Cardiff's Ultimate Burger? Chucks- Street Food Cardiff, The Depot, Dumballs Road


The Depot, then. Street Food Cardiff. The target: Chucks. Taking care to omit the erroneous apostrophe, we were in search of the main burgery attraction.


The Grill & Barrel: Bun- A fluffy, buttery brioche which accentuates the peanut butter

Patty-First impressions can be deceiving. Pillowed in its brioche bed, what the patty lacks in diameter, it makes up for in height. The patty looks a little overdone but the beautifully charred exterior only encases a wonderfully pink centre like a Turkish delight made from the finest Welsh beef. Juicy yet with that crunch from the outside of the burger, these are some damn fine patties. Damn fine.

Condiments-a slathering of peanut butter, which not only aroused my curiosity but aroused my taste buds. It sounds wrong, but it tastes so right. If you can put a patty in a doughnut, by heck you can put peanut butter on the bun!


 

Toppings-with Trealy bacon topping your burger, you just can't go wrong. The passion and history that goes into Trealy's products is outstanding and the bacon adds a whole new dimension to the burger. That salty smack worked so well with the lushness of the peanut butter. Take a little read about Trealy on my blog here: http://thegrillandbarrel.com/2014/05/02/trealy-farm-a-british-breed-of-charcuterie/

Sides-No sides accompany the burger.



Drinks-there are no drinks directly on offer from Chucks but when you've got a bar serving Pipes, you're onto a winner, especially when it's serving chocolate ales that go together with the peanut butter in the burger better than Bill Clinton goes together with his interns.

Atmosphere-The Depot is like Marmite. You love it or you hate it but there's no denying that the atmosphere is alive in there. 

Overall- These aren't namby pamby gourmet burgers served on a wooden chopping board with a skewer through the top. These aren't made to win beauty pagents. This is street food and they scream Americana drive-in burgers with their branded wrapping, take-away kissing-boothesque stall and their no-nonsense attitude. 


These aren't meant to be ogled at, these are meant to be gobbled up. Quickly. And they were.

The Plate Licked Clean: Unfortunately mine was far from hot- I'd be struggling to accurately describe it as lukewarm, to be honest. I had a humble cheese and bacon burger. I left the Thanksgiving soecial to m'colleague.  I'm a huge Elvis fan: it's just that I draw the line at emulating certain of his choices. Like peanut butter on my burger. Or wearing satin jumpsuits. Not quite yet, anyway. In short, this was not a hunk of burning love.

* SET TASKS *
1. Can you extract the passage of the burger review from "Drinks-there are no" to "with his interns.", word for word?
2. Could you continue the Chucks burger review from the point where it stops?

(Coordinate annotation entries)
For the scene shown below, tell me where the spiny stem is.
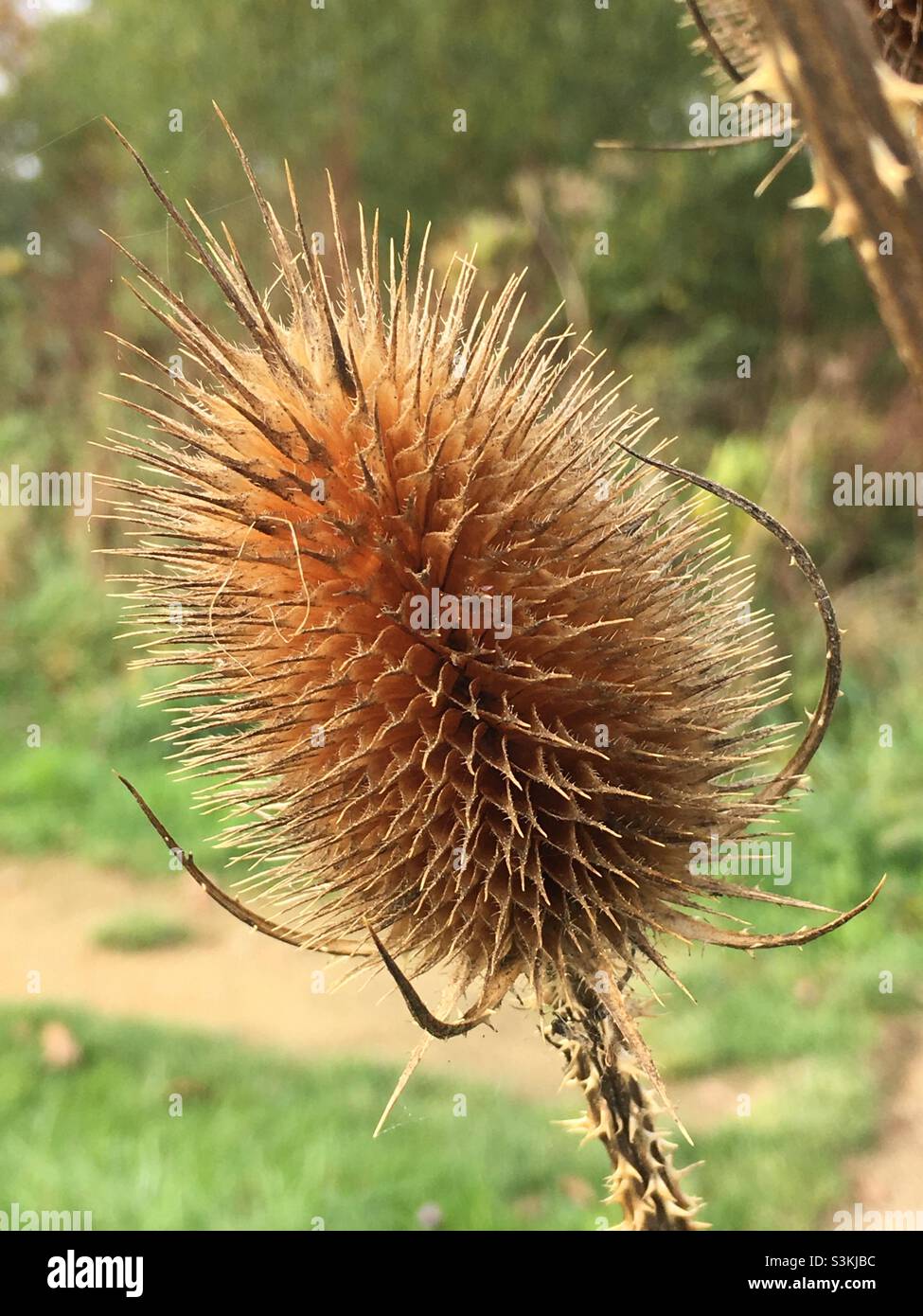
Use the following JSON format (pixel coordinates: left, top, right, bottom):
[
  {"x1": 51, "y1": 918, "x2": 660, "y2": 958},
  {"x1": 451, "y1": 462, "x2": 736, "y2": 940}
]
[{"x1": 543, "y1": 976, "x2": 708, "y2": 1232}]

---

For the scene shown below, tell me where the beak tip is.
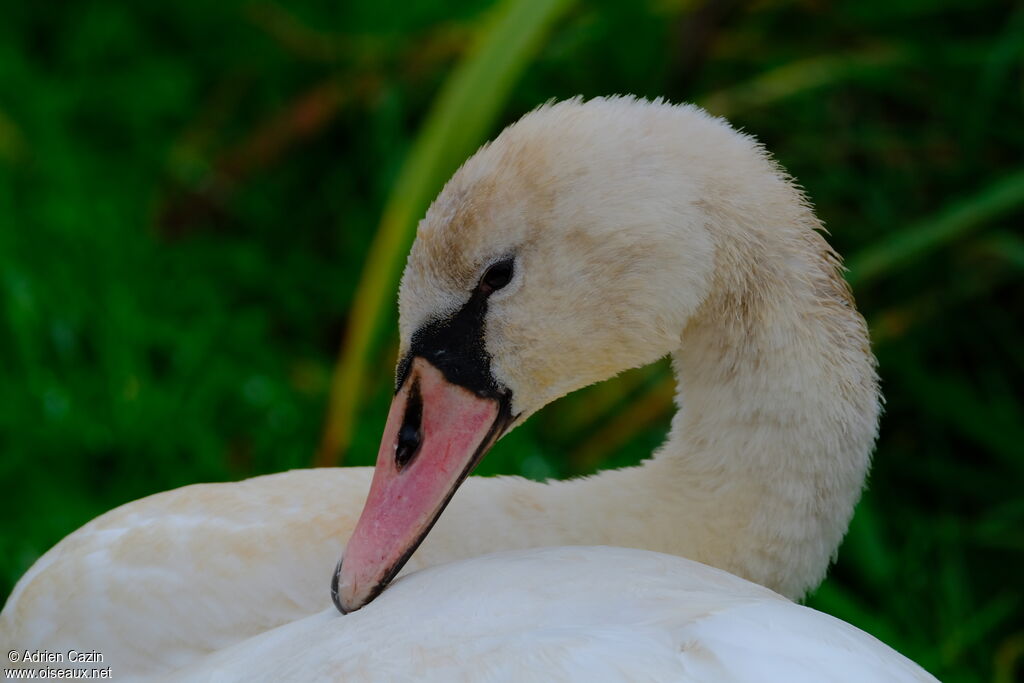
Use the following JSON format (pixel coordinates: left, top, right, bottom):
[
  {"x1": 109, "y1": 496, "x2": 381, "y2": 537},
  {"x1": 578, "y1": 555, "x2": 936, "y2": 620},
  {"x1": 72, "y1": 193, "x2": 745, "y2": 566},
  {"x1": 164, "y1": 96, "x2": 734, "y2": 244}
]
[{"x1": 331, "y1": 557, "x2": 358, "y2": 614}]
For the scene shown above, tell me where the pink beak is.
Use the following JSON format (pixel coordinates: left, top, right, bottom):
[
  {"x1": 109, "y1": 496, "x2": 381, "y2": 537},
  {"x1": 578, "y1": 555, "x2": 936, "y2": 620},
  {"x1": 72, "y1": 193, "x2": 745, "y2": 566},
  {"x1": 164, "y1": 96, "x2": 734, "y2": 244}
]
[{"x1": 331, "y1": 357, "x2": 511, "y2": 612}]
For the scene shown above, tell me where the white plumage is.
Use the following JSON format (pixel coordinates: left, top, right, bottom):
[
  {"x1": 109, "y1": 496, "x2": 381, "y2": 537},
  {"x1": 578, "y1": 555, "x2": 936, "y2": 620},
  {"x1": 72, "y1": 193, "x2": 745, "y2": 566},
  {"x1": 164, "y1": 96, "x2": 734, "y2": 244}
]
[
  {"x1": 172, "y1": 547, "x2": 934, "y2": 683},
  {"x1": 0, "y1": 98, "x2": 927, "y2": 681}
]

---

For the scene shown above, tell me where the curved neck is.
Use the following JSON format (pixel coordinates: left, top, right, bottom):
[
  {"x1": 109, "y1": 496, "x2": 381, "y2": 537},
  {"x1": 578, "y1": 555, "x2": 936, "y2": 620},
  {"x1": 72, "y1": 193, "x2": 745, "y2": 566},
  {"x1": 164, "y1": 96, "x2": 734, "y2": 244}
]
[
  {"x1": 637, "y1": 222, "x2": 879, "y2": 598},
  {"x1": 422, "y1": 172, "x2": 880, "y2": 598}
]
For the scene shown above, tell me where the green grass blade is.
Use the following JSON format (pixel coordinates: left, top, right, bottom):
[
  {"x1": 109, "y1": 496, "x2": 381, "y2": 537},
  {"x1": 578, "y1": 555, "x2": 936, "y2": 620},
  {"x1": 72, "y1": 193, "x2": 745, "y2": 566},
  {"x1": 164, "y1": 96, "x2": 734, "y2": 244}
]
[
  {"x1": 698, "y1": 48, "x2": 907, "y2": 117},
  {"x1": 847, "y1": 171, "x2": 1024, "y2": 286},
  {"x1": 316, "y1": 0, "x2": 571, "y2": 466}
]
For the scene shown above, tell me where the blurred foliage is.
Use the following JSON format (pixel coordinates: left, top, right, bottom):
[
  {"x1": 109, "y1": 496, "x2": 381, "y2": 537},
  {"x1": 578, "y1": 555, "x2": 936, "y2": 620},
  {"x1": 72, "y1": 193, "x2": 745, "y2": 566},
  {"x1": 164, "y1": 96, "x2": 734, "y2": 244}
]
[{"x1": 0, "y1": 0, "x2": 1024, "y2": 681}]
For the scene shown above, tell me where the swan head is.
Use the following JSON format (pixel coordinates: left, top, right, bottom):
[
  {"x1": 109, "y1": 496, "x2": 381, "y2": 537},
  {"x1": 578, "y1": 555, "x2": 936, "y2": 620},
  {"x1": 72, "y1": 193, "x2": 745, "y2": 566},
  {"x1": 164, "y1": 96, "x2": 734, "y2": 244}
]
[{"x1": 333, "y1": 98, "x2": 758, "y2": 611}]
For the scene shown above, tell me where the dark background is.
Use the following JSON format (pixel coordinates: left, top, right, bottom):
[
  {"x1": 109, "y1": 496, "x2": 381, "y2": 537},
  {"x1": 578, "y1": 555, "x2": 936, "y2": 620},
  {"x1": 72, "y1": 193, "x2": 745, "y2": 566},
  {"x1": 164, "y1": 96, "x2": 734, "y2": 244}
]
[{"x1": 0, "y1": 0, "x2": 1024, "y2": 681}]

* EXPECTED ANSWERS *
1.
Drinks-there are no drinks directly on offer from Chucks but when you've got a bar serving Pipes, you're onto a winner, especially when it's serving chocolate ales that go together with the peanut butter in the burger better than Bill Clinton goes together with his interns.

2.
Perhaps these aren't ideal conditions for this kind of cooking: on the inaugural SFC they seemed an awful lot hotter (I'm fairly sure I was asked to take a ticket and wait a few minutes while they cooked it fresh; that night they had had a supply issue and weren't using their typical patties). Whether it was the sheer demand of numbers that had them straining a bit on the night I don't know, but there were serried ranks of made-up burgers wrapped and ready when we were there. These are not going to win beauty pageants. They look a little lumpen, a little functional, compared to some of the tanned beauties preening themselves in the area. There are more bronzed, more lissom lovelies parading themselves for your attention in this city, with more than one eye trained coquettishly on your Instagram.

But... and it's a big but.

And I love big 'buts'.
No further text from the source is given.